## What to do
Count the lines in the records below that contain the word "cloud", matching case exactly. Reply with the number alone.

## Stored rows
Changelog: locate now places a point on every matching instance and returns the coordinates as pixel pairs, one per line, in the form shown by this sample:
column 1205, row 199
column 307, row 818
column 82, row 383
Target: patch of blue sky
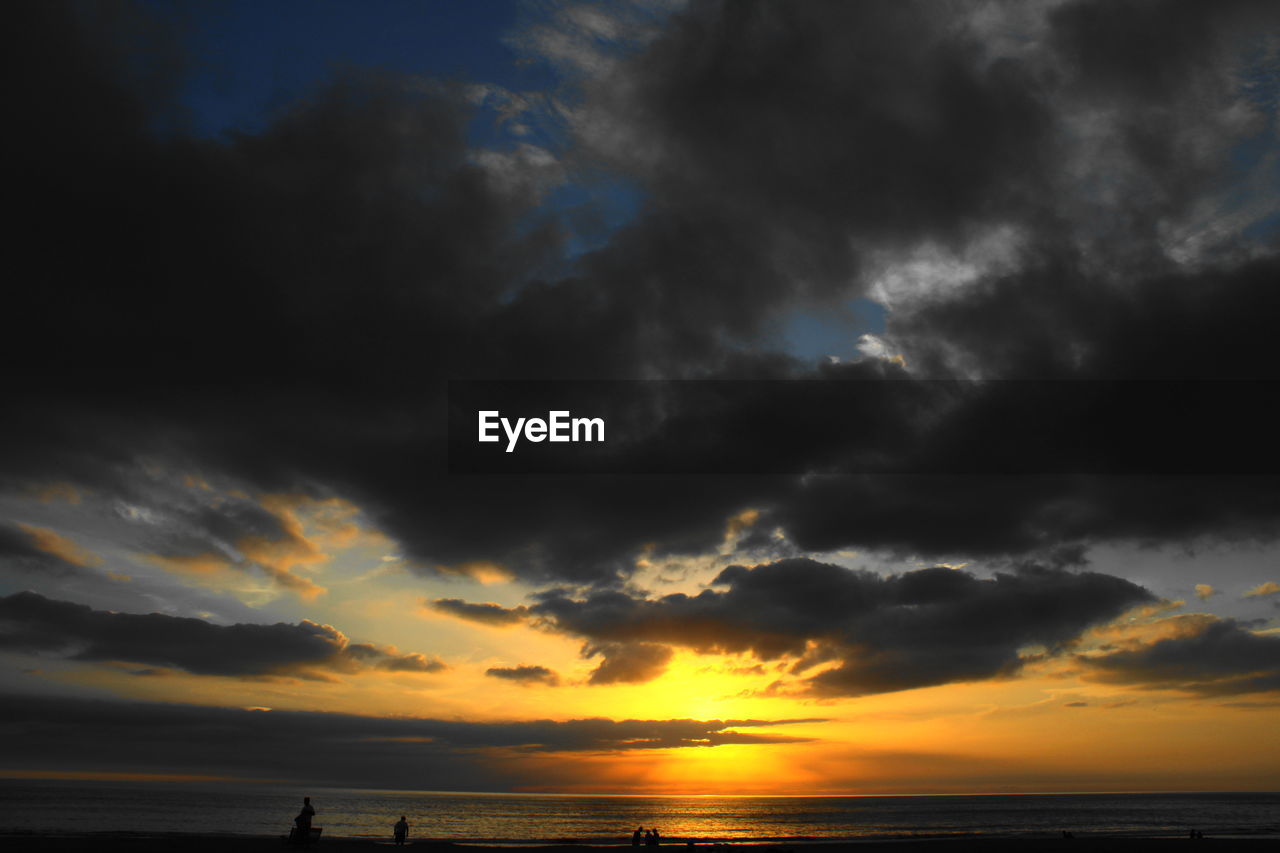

* * *

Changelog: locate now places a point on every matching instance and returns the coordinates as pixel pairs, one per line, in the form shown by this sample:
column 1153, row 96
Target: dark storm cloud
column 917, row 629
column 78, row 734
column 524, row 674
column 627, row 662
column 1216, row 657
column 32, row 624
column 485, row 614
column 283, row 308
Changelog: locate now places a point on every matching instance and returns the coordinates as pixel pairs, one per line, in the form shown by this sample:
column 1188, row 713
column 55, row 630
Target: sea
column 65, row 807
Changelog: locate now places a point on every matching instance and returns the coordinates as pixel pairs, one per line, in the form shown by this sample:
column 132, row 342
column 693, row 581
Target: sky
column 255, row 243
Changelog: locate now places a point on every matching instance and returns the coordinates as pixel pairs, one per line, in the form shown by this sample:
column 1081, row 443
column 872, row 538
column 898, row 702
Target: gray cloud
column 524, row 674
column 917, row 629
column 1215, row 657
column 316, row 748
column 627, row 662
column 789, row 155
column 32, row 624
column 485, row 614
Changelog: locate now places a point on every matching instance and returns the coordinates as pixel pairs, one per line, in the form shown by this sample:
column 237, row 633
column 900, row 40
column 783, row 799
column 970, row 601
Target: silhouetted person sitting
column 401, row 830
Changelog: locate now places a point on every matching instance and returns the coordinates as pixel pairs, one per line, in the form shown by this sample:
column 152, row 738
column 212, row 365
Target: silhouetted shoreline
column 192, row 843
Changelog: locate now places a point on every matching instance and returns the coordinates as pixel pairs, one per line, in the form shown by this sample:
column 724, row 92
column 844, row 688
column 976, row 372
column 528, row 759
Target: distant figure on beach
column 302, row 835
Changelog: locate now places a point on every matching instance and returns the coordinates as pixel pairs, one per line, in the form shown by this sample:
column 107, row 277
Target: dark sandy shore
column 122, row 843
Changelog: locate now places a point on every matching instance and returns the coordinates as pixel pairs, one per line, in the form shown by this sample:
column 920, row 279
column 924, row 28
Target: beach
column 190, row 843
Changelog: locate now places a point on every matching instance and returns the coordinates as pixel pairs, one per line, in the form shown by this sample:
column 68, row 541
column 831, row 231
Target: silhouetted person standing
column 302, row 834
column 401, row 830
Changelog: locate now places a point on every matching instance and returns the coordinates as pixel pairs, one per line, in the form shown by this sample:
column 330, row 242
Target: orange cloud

## Answer for this exercise
3